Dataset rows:
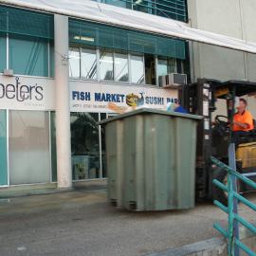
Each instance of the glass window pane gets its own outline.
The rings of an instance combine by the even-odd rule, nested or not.
[[[144,83],[144,63],[143,56],[131,55],[132,82]]]
[[[100,177],[98,113],[71,113],[73,179]]]
[[[115,81],[128,82],[128,55],[115,54]]]
[[[97,79],[96,50],[82,48],[81,58],[81,76],[85,79]]]
[[[0,72],[7,68],[7,37],[0,34]]]
[[[80,49],[71,47],[69,56],[69,77],[80,78]]]
[[[9,68],[15,74],[48,76],[48,43],[42,39],[9,37]]]
[[[176,72],[176,60],[169,58],[158,58],[157,60],[157,74],[165,76],[170,73]]]
[[[56,115],[50,112],[51,180],[57,181]]]
[[[50,182],[47,112],[9,111],[9,182]]]
[[[8,185],[6,110],[0,110],[0,186],[3,185]]]
[[[155,84],[155,58],[153,54],[145,54],[146,84]]]
[[[101,80],[111,81],[114,79],[114,61],[112,52],[101,50],[100,73]]]

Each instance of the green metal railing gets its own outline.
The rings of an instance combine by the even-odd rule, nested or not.
[[[228,239],[229,256],[238,256],[240,249],[244,250],[249,256],[256,256],[256,252],[253,252],[245,244],[243,244],[241,240],[239,240],[238,224],[243,225],[254,234],[256,234],[256,227],[239,215],[237,210],[237,203],[240,201],[255,211],[256,205],[239,194],[236,188],[237,180],[240,180],[249,185],[253,189],[256,189],[256,183],[247,177],[255,176],[256,174],[241,174],[237,173],[235,170],[234,153],[234,144],[230,144],[229,149],[229,166],[224,164],[213,156],[211,157],[211,161],[216,166],[228,172],[228,186],[216,179],[213,180],[213,184],[228,193],[228,207],[224,206],[217,200],[214,201],[214,204],[224,212],[228,213],[229,227],[227,229],[225,229],[218,223],[215,223],[213,227]]]

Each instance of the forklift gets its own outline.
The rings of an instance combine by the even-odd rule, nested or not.
[[[229,164],[228,149],[232,137],[235,99],[256,94],[256,82],[198,79],[197,82],[183,86],[181,104],[190,114],[199,115],[203,119],[197,128],[196,145],[196,199],[219,200],[227,205],[228,195],[212,184],[212,180],[228,183],[228,174],[212,164],[210,156]],[[216,101],[226,101],[228,115],[217,115]],[[223,101],[222,100],[222,101]],[[256,126],[254,124],[254,129]],[[249,131],[240,138],[236,150],[236,170],[241,174],[256,172],[256,130]],[[251,177],[256,181],[256,177]],[[251,192],[252,188],[237,184],[239,192]]]

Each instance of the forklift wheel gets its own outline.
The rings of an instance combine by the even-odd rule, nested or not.
[[[224,185],[228,185],[228,174],[227,172],[216,168],[213,172],[213,179],[217,179]],[[216,185],[212,185],[212,200],[218,200],[223,205],[228,206],[228,193]]]

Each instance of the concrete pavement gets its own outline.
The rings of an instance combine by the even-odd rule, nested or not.
[[[241,212],[255,221],[247,208]],[[226,218],[206,203],[190,210],[117,210],[105,190],[0,199],[0,255],[141,256],[218,236],[212,224]]]

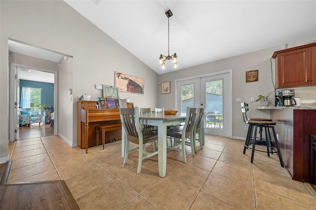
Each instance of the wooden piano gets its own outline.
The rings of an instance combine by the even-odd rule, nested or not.
[[[96,101],[77,102],[77,144],[82,149],[86,148],[86,143],[87,148],[96,145],[96,126],[120,123],[119,109],[96,108]],[[121,139],[121,129],[107,132],[105,142]]]

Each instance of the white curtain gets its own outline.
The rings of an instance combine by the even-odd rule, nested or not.
[[[31,88],[29,87],[22,87],[21,93],[21,101],[20,102],[21,107],[22,108],[31,107]]]

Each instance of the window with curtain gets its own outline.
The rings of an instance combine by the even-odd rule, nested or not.
[[[40,112],[37,105],[40,104],[41,89],[22,87],[21,93],[21,107],[31,108],[31,112]]]

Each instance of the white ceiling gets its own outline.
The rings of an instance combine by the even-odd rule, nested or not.
[[[44,60],[58,63],[63,55],[53,52],[33,47],[22,43],[9,40],[8,41],[9,51],[17,53],[35,57]],[[24,68],[24,70],[26,69]],[[32,68],[27,69],[29,71],[19,70],[20,79],[26,80],[54,83],[54,74],[52,73],[40,71]]]
[[[170,54],[177,53],[179,70],[316,40],[315,0],[64,0],[159,74],[169,9]]]
[[[160,54],[168,54],[165,12],[169,9],[173,13],[169,18],[170,54],[177,53],[179,70],[316,40],[316,0],[101,0],[98,5],[92,0],[64,0],[159,74],[172,70],[171,61],[166,62],[167,71],[161,72],[158,66]],[[33,47],[21,51],[29,47],[11,44],[10,51],[55,58]],[[57,55],[52,61],[62,57]]]

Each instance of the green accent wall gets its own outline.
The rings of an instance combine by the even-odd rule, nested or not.
[[[47,82],[37,82],[35,81],[20,79],[20,101],[22,87],[27,87],[33,88],[41,88],[41,104],[45,104],[48,106],[54,104],[54,84]],[[52,112],[54,111],[54,109]],[[42,114],[43,112],[42,111]]]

• **Exercise**
Repeat only the stretch of lines that begins at the line containing "Each instance of the green accent" and ends at the last line above, both included.

• **Solution for this exercise**
Each instance of the green accent wall gets its own outline.
The rings of an instance combine by the even-odd rule, nested or not.
[[[47,82],[37,82],[35,81],[20,79],[20,101],[22,87],[27,87],[33,88],[41,88],[41,104],[45,104],[48,106],[54,104],[54,84]],[[52,112],[54,111],[54,109]],[[42,114],[43,112],[42,111]]]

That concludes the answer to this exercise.